やること: 下の文書から、「GB RCA SB6690」から「のように我々の耳に響きます。」までを、その二つの言葉も含めてそのまま書き写してください。

文書:
----

GB RCA SB6690 ジョン・ブラウニング&エーリヒ・ラインスドルフ プロコフィエフ:ピアノ協奏曲1番/2番
セルゲイ・プロコフィエフのピアノ協奏曲はどれも難曲とされています。1932年、作曲者自身のピアノによって録音されたり第3番(HMV)にはじまり、ディミトリ・ミトロプーロスによる弾き振り(America Columbia)や、ウィリアム・カペル/アンタル・ドラティ(Victor)、ジュリアス・カッチェン/エルネスト・アンセルメ(Decca/SBT 1300)、サンソン・フランソワ/アンドレ・クリュイタンス(columbia)など数々の名演をうみ、1950年代には完全に「古典」として定着していましたが、プロコフィエフの生前に4番が演奏されたことはありませんでした。
1965年、この時代最高の超絶技巧を誇り、特に同じアメリカのサミュエル・バーバーからは絶大な信頼を寄せられピアノ協奏曲まで贈られたジョン・ブラウニングが、実に丁寧に編み上げられたエーリヒ・ラインスドルフのサポートを受けて、世界で初めてプロコフィエフの協奏曲全5曲の録音を実現。この偉業を決して忘れてはならない。あまりに鮮やかなヴィルトゥオジティはまったく色褪せず、圧倒するかのように我々の耳に響きます。
超弩級の名演。
鮮やかなヴィルトゥオジティはまったく色褪せず、我々の耳を圧倒する。
John Browning, Erich Leinsdorf conducting Boston Symphony Orchestra. – PROKOFIEFF ; Piano CONCERTOs Nos,1 and 2

卓越した超絶技巧と繊細な美音で知られる、20世紀アメリカを代表する名ピアニスト、ジョン・ブラウニング。RCAに録音したプロコフィエフのピアノ協奏曲全集より、1番と2番。ブラウニングの全盛期1960年代の録音は今聴いても素晴らしく、彼がヴァン・クライバーンのライバルとして全米を席巻していたことも頷けます。
Produced by Richard Mohr
Recording Engineer: Anthony Salvatore
1965年ボストン録音。

----

用意されたデータ:
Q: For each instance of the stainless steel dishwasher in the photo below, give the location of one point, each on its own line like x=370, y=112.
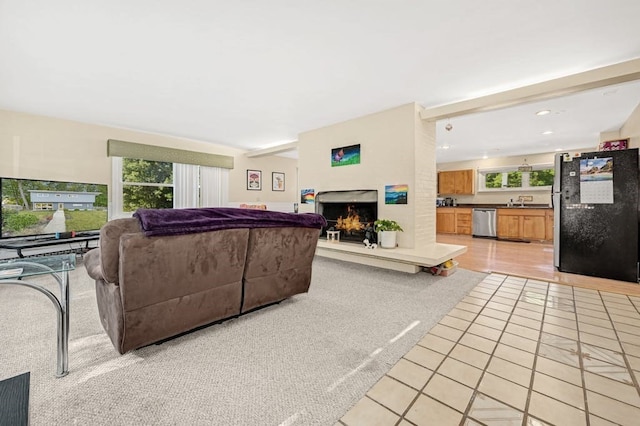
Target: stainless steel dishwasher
x=484, y=223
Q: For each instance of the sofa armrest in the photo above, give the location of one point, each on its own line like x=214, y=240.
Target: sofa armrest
x=93, y=264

----

最終結果:
GB RCA SB6690 ジョン・ブラウニング&エーリヒ・ラインスドルフ プロコフィエフ:ピアノ協奏曲1番/2番
セルゲイ・プロコフィエフのピアノ協奏曲はどれも難曲とされています。1932年、作曲者自身のピアノによって録音されたり第3番(HMV)にはじまり、ディミトリ・ミトロプーロスによる弾き振り(America Columbia)や、ウィリアム・カペル/アンタル・ドラティ(Victor)、ジュリアス・カッチェン/エルネスト・アンセルメ(Decca/SBT 1300)、サンソン・フランソワ/アンドレ・クリュイタンス(columbia)など数々の名演をうみ、1950年代には完全に「古典」として定着していましたが、プロコフィエフの生前に4番が演奏されたことはありませんでした。
1965年、この時代最高の超絶技巧を誇り、特に同じアメリカのサミュエル・バーバーからは絶大な信頼を寄せられピアノ協奏曲まで贈られたジョン・ブラウニングが、実に丁寧に編み上げられたエーリヒ・ラインスドルフのサポートを受けて、世界で初めてプロコフィエフの協奏曲全5曲の録音を実現。この偉業を決して忘れてはならない。あまりに鮮やかなヴィルトゥオジティはまったく色褪せず、圧倒するかのように我々の耳に響きます。